Work to complete: Rewrite the stretch from the line containing "Could you point out the blonde" through the end of the entries below, changing "Kindly" to "Please" and keeping everything else the same.

Records to use:
----
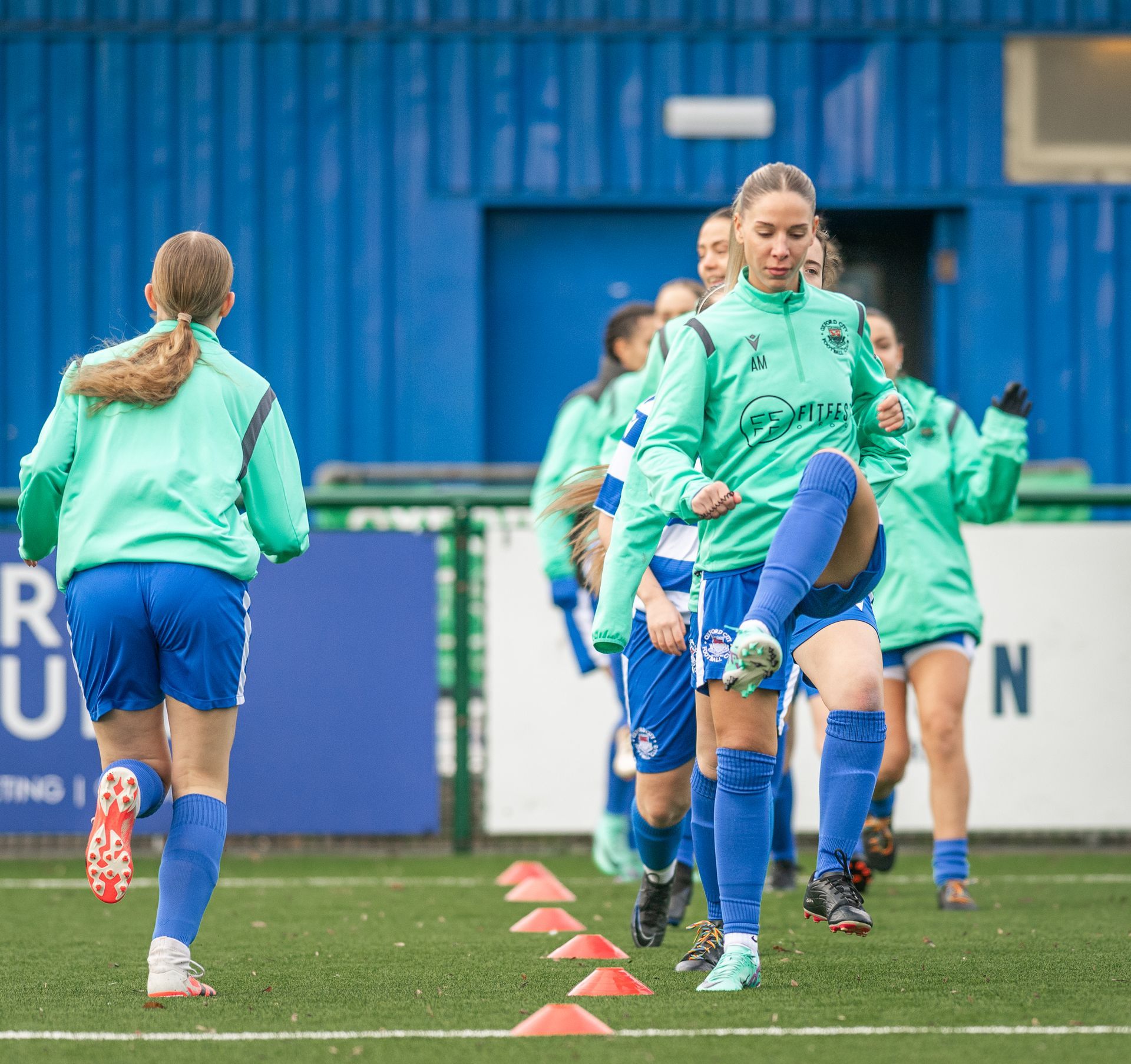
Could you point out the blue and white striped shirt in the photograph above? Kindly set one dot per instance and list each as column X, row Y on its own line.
column 676, row 556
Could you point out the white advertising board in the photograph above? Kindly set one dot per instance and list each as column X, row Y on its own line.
column 1047, row 715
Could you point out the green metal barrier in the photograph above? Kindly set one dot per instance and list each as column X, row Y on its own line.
column 461, row 500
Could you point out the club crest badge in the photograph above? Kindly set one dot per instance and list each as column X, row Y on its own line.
column 835, row 335
column 644, row 743
column 715, row 645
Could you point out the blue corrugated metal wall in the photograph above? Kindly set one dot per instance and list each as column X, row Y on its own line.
column 345, row 152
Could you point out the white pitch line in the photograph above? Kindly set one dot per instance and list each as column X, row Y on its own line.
column 392, row 881
column 649, row 1033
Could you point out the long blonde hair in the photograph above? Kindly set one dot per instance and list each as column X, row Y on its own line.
column 770, row 178
column 575, row 500
column 191, row 277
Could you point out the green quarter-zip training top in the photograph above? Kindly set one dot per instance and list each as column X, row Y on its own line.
column 755, row 386
column 161, row 484
column 954, row 475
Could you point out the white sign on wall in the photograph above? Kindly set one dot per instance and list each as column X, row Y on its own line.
column 1047, row 716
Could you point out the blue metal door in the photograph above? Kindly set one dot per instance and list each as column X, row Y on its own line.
column 552, row 280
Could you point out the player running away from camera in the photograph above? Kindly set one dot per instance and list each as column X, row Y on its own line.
column 638, row 527
column 928, row 612
column 136, row 479
column 575, row 445
column 778, row 393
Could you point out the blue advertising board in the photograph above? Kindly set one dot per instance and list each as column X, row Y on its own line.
column 338, row 735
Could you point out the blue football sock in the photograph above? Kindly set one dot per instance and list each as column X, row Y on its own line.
column 687, row 854
column 151, row 790
column 950, row 861
column 743, row 808
column 882, row 808
column 621, row 792
column 703, row 831
column 783, row 846
column 805, row 541
column 849, row 764
column 656, row 846
column 189, row 865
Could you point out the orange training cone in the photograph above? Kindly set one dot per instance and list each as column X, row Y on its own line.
column 548, row 922
column 588, row 948
column 522, row 870
column 561, row 1020
column 541, row 889
column 608, row 983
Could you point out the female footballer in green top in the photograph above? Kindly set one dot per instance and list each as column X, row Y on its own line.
column 778, row 390
column 136, row 479
column 928, row 611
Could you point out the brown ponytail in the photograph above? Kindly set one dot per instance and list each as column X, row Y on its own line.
column 575, row 500
column 770, row 178
column 191, row 277
column 834, row 257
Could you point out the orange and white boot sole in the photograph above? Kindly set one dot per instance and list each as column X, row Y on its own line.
column 109, row 863
column 193, row 989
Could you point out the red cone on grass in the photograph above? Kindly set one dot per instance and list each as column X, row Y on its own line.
column 548, row 922
column 544, row 888
column 522, row 870
column 561, row 1020
column 609, row 983
column 588, row 948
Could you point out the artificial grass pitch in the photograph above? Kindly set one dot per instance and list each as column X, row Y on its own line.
column 359, row 944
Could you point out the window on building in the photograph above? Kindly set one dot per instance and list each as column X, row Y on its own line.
column 1068, row 110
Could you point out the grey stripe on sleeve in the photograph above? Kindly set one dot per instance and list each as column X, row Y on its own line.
column 704, row 335
column 252, row 437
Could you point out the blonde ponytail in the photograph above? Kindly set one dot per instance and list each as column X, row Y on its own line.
column 575, row 500
column 191, row 277
column 770, row 178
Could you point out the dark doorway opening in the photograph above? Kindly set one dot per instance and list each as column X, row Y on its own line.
column 887, row 255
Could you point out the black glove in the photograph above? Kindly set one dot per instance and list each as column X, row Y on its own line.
column 1015, row 399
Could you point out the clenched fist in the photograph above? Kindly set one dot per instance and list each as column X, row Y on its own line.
column 715, row 500
column 891, row 413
----
Answer for the task:
Could you point out the blonde ponytail in the photograph above? Please set one dot per instance and list each as column X, row Y on its own line.
column 575, row 500
column 191, row 277
column 770, row 178
Could you point out the dark doorway opening in the photograph above? Please set one dot per instance and list each as column X, row Y on its own line.
column 887, row 255
Could you point out the black glove in the photograph above? Please set one dot per instance and list each as column X, row Y on its own line.
column 1015, row 399
Could you point out the clenched fist in the photograph above? Please set one dot per instance and list each as column X, row Y on its own line.
column 715, row 500
column 891, row 413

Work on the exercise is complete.